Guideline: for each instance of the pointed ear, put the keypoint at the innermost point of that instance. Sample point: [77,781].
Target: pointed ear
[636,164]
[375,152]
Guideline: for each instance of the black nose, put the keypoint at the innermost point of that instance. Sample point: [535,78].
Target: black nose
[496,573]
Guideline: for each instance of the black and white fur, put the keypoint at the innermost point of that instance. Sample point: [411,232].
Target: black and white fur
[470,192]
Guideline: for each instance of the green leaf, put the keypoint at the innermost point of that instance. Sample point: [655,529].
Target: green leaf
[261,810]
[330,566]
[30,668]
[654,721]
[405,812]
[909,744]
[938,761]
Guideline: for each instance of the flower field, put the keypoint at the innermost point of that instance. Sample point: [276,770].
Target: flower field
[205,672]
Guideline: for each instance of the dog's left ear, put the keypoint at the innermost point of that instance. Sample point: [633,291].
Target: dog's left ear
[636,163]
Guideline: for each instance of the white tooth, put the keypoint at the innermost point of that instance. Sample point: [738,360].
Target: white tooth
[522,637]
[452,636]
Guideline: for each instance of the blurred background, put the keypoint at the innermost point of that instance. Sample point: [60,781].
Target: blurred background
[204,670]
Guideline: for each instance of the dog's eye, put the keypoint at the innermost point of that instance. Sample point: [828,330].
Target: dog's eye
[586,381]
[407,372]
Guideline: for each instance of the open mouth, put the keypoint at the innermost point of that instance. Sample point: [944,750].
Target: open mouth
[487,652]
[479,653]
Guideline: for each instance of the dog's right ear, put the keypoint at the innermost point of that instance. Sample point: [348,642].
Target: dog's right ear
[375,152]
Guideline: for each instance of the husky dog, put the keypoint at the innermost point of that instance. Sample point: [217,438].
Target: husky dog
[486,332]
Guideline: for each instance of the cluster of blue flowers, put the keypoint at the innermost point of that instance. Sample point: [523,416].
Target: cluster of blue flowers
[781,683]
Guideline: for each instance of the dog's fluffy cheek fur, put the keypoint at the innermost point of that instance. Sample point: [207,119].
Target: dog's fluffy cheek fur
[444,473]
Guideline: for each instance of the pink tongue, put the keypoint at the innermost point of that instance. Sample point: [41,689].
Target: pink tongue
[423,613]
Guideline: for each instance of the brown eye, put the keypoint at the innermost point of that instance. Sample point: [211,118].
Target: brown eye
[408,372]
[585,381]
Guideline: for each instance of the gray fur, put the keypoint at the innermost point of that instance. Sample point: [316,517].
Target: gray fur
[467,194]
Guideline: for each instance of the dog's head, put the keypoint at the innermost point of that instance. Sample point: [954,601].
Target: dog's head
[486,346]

▶ EXERCISE PROMPT
Faithfully transcribe the whole of the data.

▶ SOLUTION TO THE EXERCISE
Guideline: for each instance of the pointed ear, put the keypoint at the innermost point of that instance. Sample point: [77,781].
Target: pointed ear
[636,164]
[375,152]
Guideline: for each instance of the black nose, put the keypoint at the innermost point of that instance. Sample point: [535,78].
Target: black nose
[496,573]
Guideline: for each instance of the black and white fur, put the keypoint at the innermost point of that instance. Sample point: [411,232].
Target: black and white fur
[470,192]
Guideline: for each instance of the green leaf, put the keypoint at the innermost point of that instance. Sample point: [655,529].
Target: green leaf
[261,810]
[330,566]
[30,668]
[654,721]
[405,812]
[909,744]
[938,761]
Guideline: for each instance of the flower field, put the keypoint at the innermost point of that instance. Sample point: [276,770].
Target: flower field
[205,672]
Guideline: for each instance of the dog's left ear, put the keypoint at the innermost point of that instance. Sample point: [633,291].
Target: dog's left ear
[636,163]
Guideline: for each instance of the white tooth, put the keypoint at the innermost point of that instance. Sample point: [738,360].
Target: white tooth
[522,637]
[452,636]
Guideline: for each instance of the blurred background, put the keypoint at the innermost point of that instance. Sample point: [60,781].
Target: blurred background
[204,670]
Guideline: for each instance of the dog's eye, put the keypoint at the innermost point of that instance. Sample point: [828,330].
Target: dog's eye
[586,381]
[407,372]
Guideline: for each instance of the open mouth, put the keypoint at the innermost point of that instance. Sample point: [944,750].
Target: open mouth
[487,652]
[479,653]
Guideline: for each instance of the dog's right ear, put the keypoint at the innermost point of that instance. Sample point: [348,642].
Target: dog's right ear
[375,152]
Guideline: for each instance of the husky dog, put the keypoint at the innermost point of that instance. Sample point: [217,438].
Target: husky dog
[486,332]
Guideline: for each instance of the cluster of blue flowers, put the keypoint at the innermost point of that instance. Sample point: [523,416].
Target: cluster of blue flowers
[781,683]
Guideline: for each instance of the dog's fluffy cheek fur, put the keypoint at the innermost point of that instance. Sample point: [207,119].
Target: dog's fluffy cheek fur
[444,473]
Guideline: for each instance of the pink tongue, put the keypoint at the innermost point of that instance. Sample point: [41,689].
Target: pink tongue
[423,613]
Guideline: for each instance of the brown eye, put the keypoint at the innermost point of that instance. Sample point: [211,118].
Target: brown eye
[408,372]
[585,381]
Guideline: for each instance of the gray fur, put the keypoint at the innermost point of that instance. Sample point: [316,517].
Target: gray fur
[467,194]
Guideline: for each instance of the dog's head, put the keypoint at the innermost point of that instance. Sample point: [954,601].
Target: dog's head
[486,346]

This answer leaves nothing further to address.